--- Start ---

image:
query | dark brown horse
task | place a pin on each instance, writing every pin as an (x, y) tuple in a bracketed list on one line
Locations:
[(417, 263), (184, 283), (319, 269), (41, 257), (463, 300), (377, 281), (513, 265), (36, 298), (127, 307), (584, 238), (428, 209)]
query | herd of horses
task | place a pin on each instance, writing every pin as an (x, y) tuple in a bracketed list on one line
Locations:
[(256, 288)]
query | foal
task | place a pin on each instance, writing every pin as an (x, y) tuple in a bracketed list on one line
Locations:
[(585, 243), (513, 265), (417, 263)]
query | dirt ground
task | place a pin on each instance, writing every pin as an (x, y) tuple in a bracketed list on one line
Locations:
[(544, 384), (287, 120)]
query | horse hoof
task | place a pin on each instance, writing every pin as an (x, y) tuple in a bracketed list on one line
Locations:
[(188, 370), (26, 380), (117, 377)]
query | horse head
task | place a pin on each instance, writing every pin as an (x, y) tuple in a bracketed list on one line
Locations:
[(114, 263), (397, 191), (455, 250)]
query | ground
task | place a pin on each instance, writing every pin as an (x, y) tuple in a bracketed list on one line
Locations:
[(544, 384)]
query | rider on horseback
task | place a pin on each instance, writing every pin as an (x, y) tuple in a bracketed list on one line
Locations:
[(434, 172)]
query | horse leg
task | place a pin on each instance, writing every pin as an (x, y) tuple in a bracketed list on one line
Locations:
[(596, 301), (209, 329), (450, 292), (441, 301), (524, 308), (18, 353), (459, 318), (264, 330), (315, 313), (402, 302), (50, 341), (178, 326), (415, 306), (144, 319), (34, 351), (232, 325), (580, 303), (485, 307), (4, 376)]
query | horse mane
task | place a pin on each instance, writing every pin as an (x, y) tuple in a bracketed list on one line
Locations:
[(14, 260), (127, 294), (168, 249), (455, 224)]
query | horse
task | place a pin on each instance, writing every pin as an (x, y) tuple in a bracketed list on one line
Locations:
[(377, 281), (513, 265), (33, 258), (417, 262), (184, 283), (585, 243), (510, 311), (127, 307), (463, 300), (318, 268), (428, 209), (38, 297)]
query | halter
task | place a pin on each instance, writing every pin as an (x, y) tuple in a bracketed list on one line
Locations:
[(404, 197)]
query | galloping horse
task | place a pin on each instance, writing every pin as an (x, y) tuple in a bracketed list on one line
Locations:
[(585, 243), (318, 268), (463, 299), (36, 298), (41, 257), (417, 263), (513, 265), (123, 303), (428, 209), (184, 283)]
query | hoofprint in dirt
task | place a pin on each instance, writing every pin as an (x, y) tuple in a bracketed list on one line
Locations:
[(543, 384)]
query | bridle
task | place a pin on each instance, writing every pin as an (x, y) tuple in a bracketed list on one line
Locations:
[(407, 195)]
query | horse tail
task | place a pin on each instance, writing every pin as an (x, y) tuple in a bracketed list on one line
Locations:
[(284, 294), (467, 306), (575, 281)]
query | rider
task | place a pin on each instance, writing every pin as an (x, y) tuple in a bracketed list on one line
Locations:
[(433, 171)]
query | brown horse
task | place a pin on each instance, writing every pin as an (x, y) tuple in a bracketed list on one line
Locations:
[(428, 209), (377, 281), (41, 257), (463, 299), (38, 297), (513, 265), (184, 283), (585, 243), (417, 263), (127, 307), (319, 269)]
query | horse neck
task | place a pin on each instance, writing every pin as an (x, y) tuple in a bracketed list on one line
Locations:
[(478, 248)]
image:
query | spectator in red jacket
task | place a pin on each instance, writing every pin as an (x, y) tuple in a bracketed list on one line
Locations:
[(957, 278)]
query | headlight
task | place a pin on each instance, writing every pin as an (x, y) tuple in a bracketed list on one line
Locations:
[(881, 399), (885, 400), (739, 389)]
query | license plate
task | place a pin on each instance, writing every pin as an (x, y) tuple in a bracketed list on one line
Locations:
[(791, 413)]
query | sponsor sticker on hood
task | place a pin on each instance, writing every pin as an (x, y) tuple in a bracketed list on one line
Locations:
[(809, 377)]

--- End ---

- Short problem
Can you convert all of the records above into a two-column CSV with the columns text and answer? Give one row per record, with its text and its answer each in a single quoted field and line breaks replaced by spaces.

- Exercise solution
text,answer
"image: query | dark brown horse task | place a pin on each instance, writing every pin as an (x, y) tuple in a bracketed list on one line Locations:","[(417, 263), (184, 283), (319, 269), (41, 257), (463, 300), (377, 281), (513, 265), (36, 298), (127, 307), (584, 238), (428, 209)]"
"query | herd of horses task | place a pin on each instance, writing every pin as an (x, y) tuple in a bracketed list on one line Locations:","[(256, 288)]"
"query | foal task | place a pin on each instance, writing every pin as an (x, y) tuple in a bracketed list on one line Locations:","[(585, 243), (513, 265), (417, 263)]"
"query | dirt ground task | place a pin on each instance, writing every pin as an (x, y) tuple in a bracketed list on one line Locations:","[(544, 384), (287, 120)]"
"query | horse hoof task | place a pin on each instance, writing every pin as an (x, y) tuple in a bracketed list on one line Locations:","[(188, 370), (26, 380), (117, 377)]"
"query | horse head task | place a pin on each instance, writing every pin as an (x, y) tuple in a bracketed list on one line Locations:","[(114, 263), (397, 191), (455, 250)]"
"query | ground task | place a pin on each instance, writing every pin as an (x, y) tuple in a bracketed list on one line Locations:","[(544, 384)]"
"query | rider on horseback task | place a pin on each instance, writing every pin as an (x, y) tuple in a bracketed list on one line Locations:","[(434, 172)]"
"query | horse leg task | place a pin on each instance, writing every pin as an (x, y) tuple in a bracketed list on one line Locations:","[(596, 301), (209, 329), (450, 292), (441, 301), (524, 308), (18, 353), (459, 318), (264, 330), (315, 313), (402, 302), (50, 341), (178, 326), (415, 306), (144, 319), (34, 351), (232, 325), (580, 303), (485, 307), (4, 376)]"
"query | horse mane task | place a pin on each instance, writing every pin as an (x, y) tuple in a bracketed list on one line Locations:","[(14, 260), (127, 294), (168, 249), (455, 224)]"
"query | horse task | place a pin on each instance, writing every pin as an (x, y) tuple in a bracketed list on one line Locations:","[(377, 281), (513, 265), (33, 258), (417, 262), (184, 283), (585, 243), (510, 311), (127, 307), (463, 300), (318, 268), (428, 209), (38, 297)]"
"query | halter task | place a pin on each instance, writing every pin as an (x, y) tuple in a bracketed list on one line Locations:","[(404, 197)]"
"query | galloping horse task | place a pin on each instance, writing every pin as an (x, y) tuple in a bracketed list on one line Locations:","[(585, 243), (318, 268), (463, 299), (36, 298), (41, 257), (417, 263), (513, 265), (123, 303), (428, 209), (184, 283)]"
"query | hoofprint in dirt task | place a pin on each instance, writing every pin as an (x, y) tuple in a bracketed list on one line Locations:","[(543, 384)]"
"query | bridle task | place a pin on each instance, writing every pin as an (x, y) tuple in a bracketed list on one line Locations:","[(407, 195)]"
"query | horse tail task | place a pin on each instance, writing every pin as an (x, y) tuple in a bracketed list on one line Locations:","[(284, 294), (467, 306), (575, 281)]"
"query | rider task | place a pin on each instance, writing every pin as an (x, y) tuple in a bracketed list on one line Locations:","[(433, 171)]"
"query | brown horse task | place a pin on each instance, writing every pin as an (x, y) tuple in a bracketed list on one line Locations:","[(428, 209), (377, 281), (41, 257), (463, 299), (38, 297), (513, 265), (184, 283), (585, 243), (417, 263), (127, 307), (319, 269)]"
"query | horse neck task | place a pin on each instance, writing every pin as an (x, y) tuple in a bracketed list on one line Locations:","[(478, 248)]"
"image: query | spectator in red jacket task | place a pin on each instance, writing every pin as an (x, y) tuple in a bracketed list on one line Locations:","[(957, 278)]"
"query | headlight task | place a pin on each instance, writing every pin as an (x, y) tuple in a bracketed list on one line Locations:","[(881, 399), (885, 400), (739, 389)]"
"query | license plate task | place a pin on each instance, writing every pin as an (x, y) tuple in a bracketed list on one line Locations:","[(791, 413)]"
"query | sponsor sticker on hood task | place a pin on each instance, writing every pin as an (x, y) tuple in a bracketed list on one line Locations:","[(809, 377)]"